### Supplied text ###
I listen to my Higher Self, but also argue with her too; she has to learn too about the limitations on the physical plane. Think of it as a backup blueprint, where things can be improved upon. My Higher Self can be stubborn, blunt, impatient, and meticulous, and I am a watered down version. Basically, my Higher Self is what I was like as a child, although I have softened over the years and learned to let go of much more now. Occasionally my Higher Self, will step in when I have a lapse in judgment, or a moment when I need a kick or a sharp nudge, and still it’s hard to repress at times when I try to choose not to know something. I was a serious and obstinate child and no one, even myself could understand why. Well, Old Soul children tend to be like that and they can’t help it, but also my Higher Self was the only point of reference I had then. I rarely played or had friends, spending all my time reading and writing. Looking back that was just how my Higher Self is; I knew nothing else back then.
I hear people talking about channeling their Higher Self, even though it’s part of you. It never leaves you, but you can connect with your Higher Self. I thought you had to do something specific to access your Higher Self, but I was listening to others and not to what I knew and my own intuition. That’s why sometimes I don’t read too many books or attend lectures, because I need to discover things for myself in my own way so that I can understand it rather than someone else’s interpretation.
The Higher Self evolves with you, but keeps you in check. Some Sensitives can channel the Higher Self of others—that’s how they read people and can convey messages that can help aid a Soul on their path. The connection to the Higher Self will always exist, but can get disconnected, or the link maybe weak when a Soul is depressed or negative. When a Soul awakens, that is usually when the Higher Self has forged a strong connection. Channeling your Higher Self is listening to your intuition, and hearing and seeing the answers to what your inner self questions. It can come naturally to most people, and many do it subconsciously.
When I do readings I channel (with permission) the Higher Self of the sitter. That’s how you read someone, and know what their goals are, and their issues and fears. I can tell when someone is blocked, or if they haven’t connected to their Higher Self, because the link is weaker. The Higher Self holds all the answers, but you have to be able to hear and listen, and with earthly distractions, sometimes we can’t or choose not to. That’s why meditation is recommended, or to find a quiet place with no distractions. Personally I don’t meditate (music or chanting), but it helps others, whereas I find it easier to channel by relaxing in the bath, or just by closing my eyes and thinking of nothing.
Seeing, Feeling, and Hearing Things!
### Data excerpt ###
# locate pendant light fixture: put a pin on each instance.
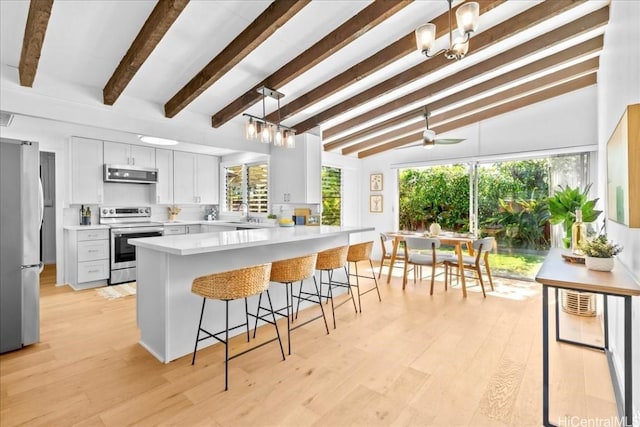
(467, 17)
(268, 132)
###
Goals:
**1)** Can you transcribe the Higher Self passage word for word, everything from "The Higher Self evolves" down to "do it subconsciously."?
**2)** According to the Higher Self passage, why does the writer sometimes avoid reading too many books or attending lectures? Answer in one to three sentences.
**3)** Which qualities does the Higher Self passage attribute to the writer's Higher Self in the sentence that describes it?

Results of the exercise:
**1)**
The Higher Self evolves with you, but keeps you in check. Some Sensitives can channel the Higher Self of others—that’s how they read people and can convey messages that can help aid a Soul on their path. The connection to the Higher Self will always exist, but can get disconnected, or the link maybe weak when a Soul is depressed or negative. When a Soul awakens, that is usually when the Higher Self has forged a strong connection. Channeling your Higher Self is listening to your intuition, and hearing and seeing the answers to what your inner self questions. It can come naturally to most people, and many do it subconsciously.

**2)** The writer needs to discover things personally and in their own way. That way they can understand something for themselves rather than through someone else's interpretation.

**3)**
- Stubborn
- Blunt
- Impatient
- Meticulous